**TEXTAUSZUG**
::::
Das ließ Adorno schlussfolgern: »Wir dürfen von der Annahme ausgehen, dass tatsächlich eine latente Erfahrung von Schuld vorliegt und dass diese Erfahrung verdrängt und rationalisiert wird. Aber sie muss die Über-Ich-Instanzen der meisten Versuchsteilnehmer in irgendeiner Weise belasten.« Doch gerade dadurch, dass sich der Schuld nicht gestellt wurde, diese nicht in einen Prozess der kritischen Autoreflexion gebracht wurde, dauerte die Belastung unverändert an, schien jede Möglichkeit auf Katharsis unmöglich. Eine Stunde Null gab es nicht, konnte es auch gar nicht geben. Auf die unermessliche Schuld folgte nicht kritische Aufarbeitung des Vergangenen, sondern Abwehr.
::::
**DATENBLOCK**
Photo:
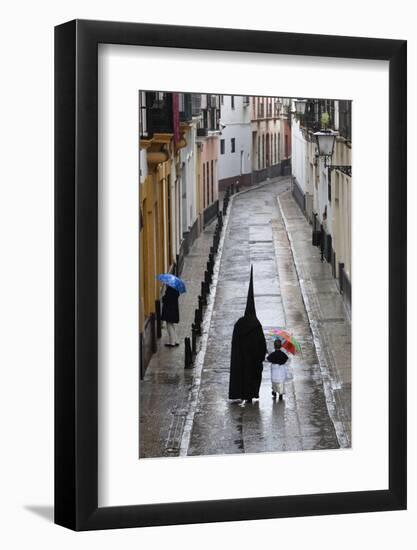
::::
**ARBEITSAUFTRÄGE**
**1)** Wiederhole aus dem Textauszug über Adorno und die Schuldabwehr wortgetreu die Stelle, die bei „Das ließ Adorno“ beginnt und bei „Vergangenen, sondern Abwehr.“ endet.
**2)** Führe den Textauszug über Adorno und die Schuldabwehr im Anschluss an seinen letzten Satz weiter.
Die Daten werden hier nicht gebraucht.

**FORTLAUFENDE ANTWORTEN**
**1)**
Das ließ Adorno schlussfolgern: »Wir dürfen von der Annahme ausgehen, dass tatsächlich eine latente Erfahrung von Schuld vorliegt und dass diese Erfahrung verdrängt und rationalisiert wird. Aber sie muss die Über-Ich-Instanzen der meisten Versuchsteilnehmer in irgendeiner Weise belasten.« Doch gerade dadurch, dass sich der Schuld nicht gestellt wurde, diese nicht in einen Prozess der kritischen Autoreflexion gebracht wurde, dauerte die Belastung unverändert an, schien jede Möglichkeit auf Katharsis unmöglich. Eine Stunde Null gab es nicht, konnte es auch gar nicht geben. Auf die unermessliche Schuld folgte nicht kritische Aufarbeitung des Vergangenen, sondern Abwehr.

**2)**
Sekundärer Antisemitismus

Die beschriebene Studie des Frankfurter Instituts für Sozialforschung bezieht sich auf die Zeit unmittelbar nach Gründung der Bundesrepublik. Wiewohl bis dahin mit den Nürnberger Prozessen und einer von den westlichen Alliierten erzwungenen Re-Education der Deutschen eine Entnazifizierung hätte beginnen können erste Wirkung zu zeigen, so lassen diese Bemühungen doch mit Gründung der Bundesrepublik schon nach. Um die so früh wieder souveränen Westdeutschen als Bündnispartner im Kalten Krieg zu gewinnen, wird ihnen die nationalsozialistische Vergangenheit nachgesehen; die Entnazifizierung kommt, nun Sache der Deutschen selbst, zum Erliegen. Erst in der zweiten Hälfte der 1950er Jahre etablieren sich erste selbstkritische Ansätze einiger weniger, während eine Welle antisemitischer Vorfälle aus dem rechtsradikalen Milieu das Fortwirken des Nationalsozialismus evident macht. Hier nun setzt der offiziöse neue deutsche Weg ein, die sofort zum Ritual erstarrte, konsequenzlose Erinnerung an die Verbrechen in die nationale Identität zu integrieren.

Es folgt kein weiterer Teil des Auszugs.